What to work on. Where the listing below has a line containing "the arched doorway.", output that line and all lines after it, verbatim, and no others.

Provided records.
....
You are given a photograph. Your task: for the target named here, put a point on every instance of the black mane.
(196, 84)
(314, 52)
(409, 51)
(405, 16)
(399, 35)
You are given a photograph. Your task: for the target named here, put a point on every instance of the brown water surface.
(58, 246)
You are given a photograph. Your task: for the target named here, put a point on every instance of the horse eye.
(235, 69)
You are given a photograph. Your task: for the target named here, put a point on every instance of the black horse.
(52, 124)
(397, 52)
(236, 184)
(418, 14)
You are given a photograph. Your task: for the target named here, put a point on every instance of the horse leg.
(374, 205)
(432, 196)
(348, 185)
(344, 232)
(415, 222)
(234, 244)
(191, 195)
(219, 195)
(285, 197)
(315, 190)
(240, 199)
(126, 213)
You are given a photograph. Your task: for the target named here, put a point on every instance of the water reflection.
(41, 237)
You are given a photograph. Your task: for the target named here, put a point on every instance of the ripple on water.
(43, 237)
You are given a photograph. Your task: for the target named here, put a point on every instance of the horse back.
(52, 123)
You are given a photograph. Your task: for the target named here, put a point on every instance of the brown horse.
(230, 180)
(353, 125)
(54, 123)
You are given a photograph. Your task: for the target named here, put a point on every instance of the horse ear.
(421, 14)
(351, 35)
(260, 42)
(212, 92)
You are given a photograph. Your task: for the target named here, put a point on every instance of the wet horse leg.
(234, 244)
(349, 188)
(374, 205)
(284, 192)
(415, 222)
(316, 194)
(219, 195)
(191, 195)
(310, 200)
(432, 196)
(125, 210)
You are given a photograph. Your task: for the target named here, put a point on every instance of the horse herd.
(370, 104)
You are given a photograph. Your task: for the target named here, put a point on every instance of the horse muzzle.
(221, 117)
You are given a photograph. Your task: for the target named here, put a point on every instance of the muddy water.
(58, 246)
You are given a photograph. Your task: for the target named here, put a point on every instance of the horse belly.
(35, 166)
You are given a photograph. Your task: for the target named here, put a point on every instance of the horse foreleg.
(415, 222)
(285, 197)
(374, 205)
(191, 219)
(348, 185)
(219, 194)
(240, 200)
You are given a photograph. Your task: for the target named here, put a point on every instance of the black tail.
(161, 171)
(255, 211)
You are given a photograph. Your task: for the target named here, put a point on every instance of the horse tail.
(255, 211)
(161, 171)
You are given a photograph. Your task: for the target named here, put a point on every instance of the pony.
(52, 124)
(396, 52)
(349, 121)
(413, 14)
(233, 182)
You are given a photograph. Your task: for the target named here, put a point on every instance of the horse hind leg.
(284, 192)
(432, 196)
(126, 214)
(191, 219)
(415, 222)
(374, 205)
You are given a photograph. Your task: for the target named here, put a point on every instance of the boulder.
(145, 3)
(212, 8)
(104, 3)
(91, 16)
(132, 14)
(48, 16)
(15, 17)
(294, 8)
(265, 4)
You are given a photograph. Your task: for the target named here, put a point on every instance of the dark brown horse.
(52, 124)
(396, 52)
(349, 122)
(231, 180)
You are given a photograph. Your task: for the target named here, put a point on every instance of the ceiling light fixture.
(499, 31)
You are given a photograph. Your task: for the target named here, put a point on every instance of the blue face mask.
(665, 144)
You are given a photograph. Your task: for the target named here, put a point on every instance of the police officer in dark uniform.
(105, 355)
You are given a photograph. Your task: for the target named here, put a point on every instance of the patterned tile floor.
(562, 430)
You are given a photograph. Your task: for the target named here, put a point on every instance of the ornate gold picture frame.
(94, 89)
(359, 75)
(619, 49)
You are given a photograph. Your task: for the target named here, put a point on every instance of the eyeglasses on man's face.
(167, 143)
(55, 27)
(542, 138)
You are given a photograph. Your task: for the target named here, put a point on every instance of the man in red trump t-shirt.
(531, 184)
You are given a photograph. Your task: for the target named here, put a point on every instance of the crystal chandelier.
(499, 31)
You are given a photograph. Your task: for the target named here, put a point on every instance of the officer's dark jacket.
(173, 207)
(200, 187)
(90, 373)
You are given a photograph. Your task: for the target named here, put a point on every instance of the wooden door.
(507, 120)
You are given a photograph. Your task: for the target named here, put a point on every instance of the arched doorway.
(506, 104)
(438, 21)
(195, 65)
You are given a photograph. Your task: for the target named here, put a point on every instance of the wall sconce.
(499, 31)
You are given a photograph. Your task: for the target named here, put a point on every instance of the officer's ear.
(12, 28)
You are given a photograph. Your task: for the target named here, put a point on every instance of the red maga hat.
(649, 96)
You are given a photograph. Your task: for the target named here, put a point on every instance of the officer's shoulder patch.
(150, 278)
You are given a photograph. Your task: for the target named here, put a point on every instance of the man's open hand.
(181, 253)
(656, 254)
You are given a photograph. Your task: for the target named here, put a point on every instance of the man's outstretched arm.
....
The completed task.
You are given a photograph. Your task: for the target named here, put a point on every instance of the arched doorway.
(506, 104)
(438, 21)
(195, 65)
You are given a photograph. Your task: for the target named here, put a point on every instance of the wall sconce.
(499, 31)
You are given a photograph. Your task: for the target named here, put a point on every instance of the officer's ear.
(12, 28)
You are given a photograph. Your task: for the target named here, put a point on every instance of the red maga hat.
(649, 96)
You are given a photograph. Your task: for the target named here, put a point on every instance of the officer's shoulder patch.
(150, 278)
You are given a photograph. Your task: for the target named here, put a point on every instance of the man's open hand.
(181, 253)
(656, 254)
You are given a photograph. Your task: for the target named here, put a point on every instance of the man's outstretched arm.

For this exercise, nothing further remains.